## Your instructions
State how many lines in the items below contain the string "light". Reply with the number alone.

## Working data
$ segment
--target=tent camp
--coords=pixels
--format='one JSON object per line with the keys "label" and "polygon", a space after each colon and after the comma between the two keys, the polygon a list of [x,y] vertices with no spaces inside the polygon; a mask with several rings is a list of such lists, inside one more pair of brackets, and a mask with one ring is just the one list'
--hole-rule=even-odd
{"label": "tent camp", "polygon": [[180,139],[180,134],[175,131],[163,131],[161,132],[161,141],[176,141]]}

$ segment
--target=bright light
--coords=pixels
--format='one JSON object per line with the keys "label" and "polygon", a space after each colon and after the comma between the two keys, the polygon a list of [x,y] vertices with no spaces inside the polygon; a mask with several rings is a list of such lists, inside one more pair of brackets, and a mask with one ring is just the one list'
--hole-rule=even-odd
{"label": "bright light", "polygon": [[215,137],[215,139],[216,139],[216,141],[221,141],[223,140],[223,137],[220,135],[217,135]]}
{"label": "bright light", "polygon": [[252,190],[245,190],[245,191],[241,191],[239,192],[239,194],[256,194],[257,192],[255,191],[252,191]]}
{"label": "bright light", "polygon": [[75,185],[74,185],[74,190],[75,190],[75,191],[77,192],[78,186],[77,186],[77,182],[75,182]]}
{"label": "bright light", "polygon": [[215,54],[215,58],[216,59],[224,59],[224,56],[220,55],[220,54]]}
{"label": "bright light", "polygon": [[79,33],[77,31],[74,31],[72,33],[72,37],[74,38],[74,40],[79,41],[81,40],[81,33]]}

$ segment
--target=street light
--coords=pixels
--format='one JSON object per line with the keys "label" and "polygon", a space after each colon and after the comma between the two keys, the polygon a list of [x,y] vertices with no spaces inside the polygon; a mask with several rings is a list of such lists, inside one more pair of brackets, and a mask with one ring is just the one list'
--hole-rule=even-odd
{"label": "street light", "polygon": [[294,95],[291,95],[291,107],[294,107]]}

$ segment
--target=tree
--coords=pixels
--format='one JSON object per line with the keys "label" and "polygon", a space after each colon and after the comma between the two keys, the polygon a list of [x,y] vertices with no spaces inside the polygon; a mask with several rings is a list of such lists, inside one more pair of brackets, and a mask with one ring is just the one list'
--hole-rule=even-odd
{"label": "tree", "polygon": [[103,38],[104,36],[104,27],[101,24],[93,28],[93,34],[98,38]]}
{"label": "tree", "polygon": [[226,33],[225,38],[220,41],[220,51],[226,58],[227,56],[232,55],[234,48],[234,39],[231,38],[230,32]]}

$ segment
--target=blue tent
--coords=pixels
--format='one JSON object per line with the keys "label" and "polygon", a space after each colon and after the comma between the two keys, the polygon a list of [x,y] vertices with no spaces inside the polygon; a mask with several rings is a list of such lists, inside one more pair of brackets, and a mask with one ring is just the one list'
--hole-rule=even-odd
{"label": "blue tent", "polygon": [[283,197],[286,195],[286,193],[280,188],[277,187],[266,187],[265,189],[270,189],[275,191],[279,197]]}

## Written reply
8